------ Provided information ------

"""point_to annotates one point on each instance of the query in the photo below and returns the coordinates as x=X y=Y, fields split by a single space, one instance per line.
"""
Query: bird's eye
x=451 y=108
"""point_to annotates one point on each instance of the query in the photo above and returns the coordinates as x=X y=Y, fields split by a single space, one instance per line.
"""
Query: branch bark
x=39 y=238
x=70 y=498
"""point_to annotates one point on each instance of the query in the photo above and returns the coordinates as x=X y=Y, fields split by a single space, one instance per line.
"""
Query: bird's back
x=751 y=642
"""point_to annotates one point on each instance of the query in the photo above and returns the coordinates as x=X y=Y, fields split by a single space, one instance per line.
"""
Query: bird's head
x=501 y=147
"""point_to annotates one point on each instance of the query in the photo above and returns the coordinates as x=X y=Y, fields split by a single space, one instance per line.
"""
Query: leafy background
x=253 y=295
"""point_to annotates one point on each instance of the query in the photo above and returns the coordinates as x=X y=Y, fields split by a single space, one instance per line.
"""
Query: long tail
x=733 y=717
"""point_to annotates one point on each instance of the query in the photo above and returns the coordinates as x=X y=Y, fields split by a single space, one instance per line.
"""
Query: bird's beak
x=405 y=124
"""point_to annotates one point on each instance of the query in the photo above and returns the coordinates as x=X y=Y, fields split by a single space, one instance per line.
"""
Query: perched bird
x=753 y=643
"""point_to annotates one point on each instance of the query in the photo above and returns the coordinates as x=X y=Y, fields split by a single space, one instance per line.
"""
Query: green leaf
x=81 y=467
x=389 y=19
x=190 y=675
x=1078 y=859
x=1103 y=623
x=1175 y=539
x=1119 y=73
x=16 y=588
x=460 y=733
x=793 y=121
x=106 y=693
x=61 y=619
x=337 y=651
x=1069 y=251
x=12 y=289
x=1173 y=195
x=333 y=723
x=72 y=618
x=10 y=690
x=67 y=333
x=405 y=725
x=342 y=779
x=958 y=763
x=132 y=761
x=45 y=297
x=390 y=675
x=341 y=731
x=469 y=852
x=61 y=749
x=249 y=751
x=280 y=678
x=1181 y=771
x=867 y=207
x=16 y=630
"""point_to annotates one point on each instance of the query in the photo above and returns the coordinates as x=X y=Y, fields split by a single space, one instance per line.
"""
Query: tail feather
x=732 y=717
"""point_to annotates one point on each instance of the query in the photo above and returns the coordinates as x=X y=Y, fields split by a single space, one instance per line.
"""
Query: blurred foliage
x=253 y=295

------

* Exercise requirements *
Reproduce the material above line for line, with no changes.

* Task result *
"""point_to annotates one point on each instance of the query in the photo below and returns the coordinates as x=X y=Y, fields split by a single space, one instance per line.
"""
Query: bird's eye
x=451 y=108
"""point_to annotates one point on each instance of the query in the photo above and returns the coordinates as x=X y=Y, fields split by a single space, one instance per line.
"""
Query: branch bark
x=39 y=238
x=70 y=498
"""point_to annotates one point on each instance of the query in the photo above and returns the coordinates as x=X y=Y, fields split by a single space, one instance per line.
"""
Query: bird's back
x=751 y=642
"""point_to annotates one point on each instance of the query in the photo above and returns the coordinates as x=X y=Y, fields split by a single space, one instance per line.
"""
Query: bird's head
x=501 y=147
"""point_to annotates one point on each instance of the query in the photo above and returns the coordinates as x=X y=Y, fields split by a single space, one instance per line.
"""
Query: leafy background
x=253 y=295
"""point_to annotates one point on each instance of the query in the photo above and returns the coordinates as x=X y=Y, fields split by a single space, one instance per line.
"""
Query: long tail
x=733 y=717
"""point_to annotates one point on each instance of the query in the photo above and returns the coordinates as x=X y=Y, fields split by a single space, one instance per line.
"""
Query: bird's beak
x=405 y=124
"""point_to annotates one point on each instance of the query in the photo above and returns the coordinates as x=X y=Y, fields split by a single space, one instance per line.
"""
Query: perched bird
x=753 y=643
"""point_to annotates one point on each instance of the query in the photo above and returns the coordinates as x=X y=Y, fields split by a single space, one instance per line.
"""
Query: green leaf
x=81 y=467
x=389 y=19
x=190 y=675
x=1078 y=859
x=1103 y=623
x=1175 y=539
x=1119 y=73
x=16 y=588
x=460 y=733
x=793 y=121
x=106 y=693
x=61 y=619
x=337 y=651
x=1069 y=251
x=12 y=289
x=1173 y=195
x=333 y=723
x=72 y=618
x=10 y=690
x=67 y=333
x=405 y=725
x=342 y=779
x=958 y=763
x=132 y=761
x=45 y=297
x=390 y=675
x=341 y=731
x=469 y=852
x=61 y=749
x=249 y=751
x=280 y=678
x=1181 y=771
x=867 y=207
x=16 y=630
"""point_to annotates one point on each instance of the query in the photo above and returns the coordinates as x=X y=Y, fields split by a single space, one instance per line.
"""
Query: tail feather
x=732 y=717
"""point_to annotates one point on each instance of the query in the photo above and returns the coordinates as x=X y=Y, fields split by a single space, one instance per line.
"""
Query: blurred foliage
x=253 y=295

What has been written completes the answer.